#### [PROBLEM DETAILS]
Select every line in the records below that contains the string "orange", and copy each such line.

"""

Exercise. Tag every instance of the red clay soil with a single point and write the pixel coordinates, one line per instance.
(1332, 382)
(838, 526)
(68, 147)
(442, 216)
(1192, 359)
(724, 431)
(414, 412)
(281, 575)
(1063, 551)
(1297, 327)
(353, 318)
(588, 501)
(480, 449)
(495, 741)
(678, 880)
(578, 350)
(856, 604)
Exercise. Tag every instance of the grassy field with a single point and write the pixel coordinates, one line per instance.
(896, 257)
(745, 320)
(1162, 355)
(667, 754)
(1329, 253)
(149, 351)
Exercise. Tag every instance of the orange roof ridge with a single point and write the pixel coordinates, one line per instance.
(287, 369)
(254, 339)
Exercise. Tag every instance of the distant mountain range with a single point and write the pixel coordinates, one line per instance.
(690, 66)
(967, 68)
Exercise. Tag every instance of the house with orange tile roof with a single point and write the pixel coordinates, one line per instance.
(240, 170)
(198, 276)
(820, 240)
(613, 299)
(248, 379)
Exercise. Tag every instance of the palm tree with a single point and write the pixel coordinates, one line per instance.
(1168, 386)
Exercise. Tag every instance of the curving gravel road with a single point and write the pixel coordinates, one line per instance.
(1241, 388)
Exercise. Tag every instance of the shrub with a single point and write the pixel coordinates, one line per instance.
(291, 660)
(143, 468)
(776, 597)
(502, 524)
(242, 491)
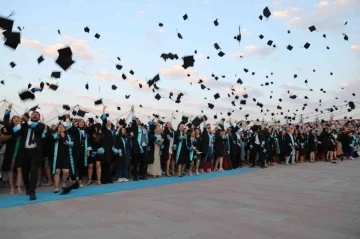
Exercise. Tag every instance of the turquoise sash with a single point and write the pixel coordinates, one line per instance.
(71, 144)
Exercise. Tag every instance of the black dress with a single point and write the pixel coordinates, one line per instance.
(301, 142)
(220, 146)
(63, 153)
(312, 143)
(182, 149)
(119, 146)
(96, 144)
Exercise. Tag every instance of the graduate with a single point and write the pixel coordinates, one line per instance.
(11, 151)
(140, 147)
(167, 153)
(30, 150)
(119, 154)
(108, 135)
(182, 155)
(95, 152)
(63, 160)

"""
"""

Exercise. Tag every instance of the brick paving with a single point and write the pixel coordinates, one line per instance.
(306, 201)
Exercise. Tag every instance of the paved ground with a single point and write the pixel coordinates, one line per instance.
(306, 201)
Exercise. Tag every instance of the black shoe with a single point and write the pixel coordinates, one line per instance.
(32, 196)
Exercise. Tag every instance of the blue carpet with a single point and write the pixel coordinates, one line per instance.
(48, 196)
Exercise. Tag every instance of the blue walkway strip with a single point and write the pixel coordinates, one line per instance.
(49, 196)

"""

#### [FINAL RESULT]
Exercise. Tag every instance of the orange roof ridge with a single point and write the pixel coordinates, one line per instance.
Exercise. Tag every instance of the house with orange tile roof with a single point and write the pixel coordinates, one line per instance.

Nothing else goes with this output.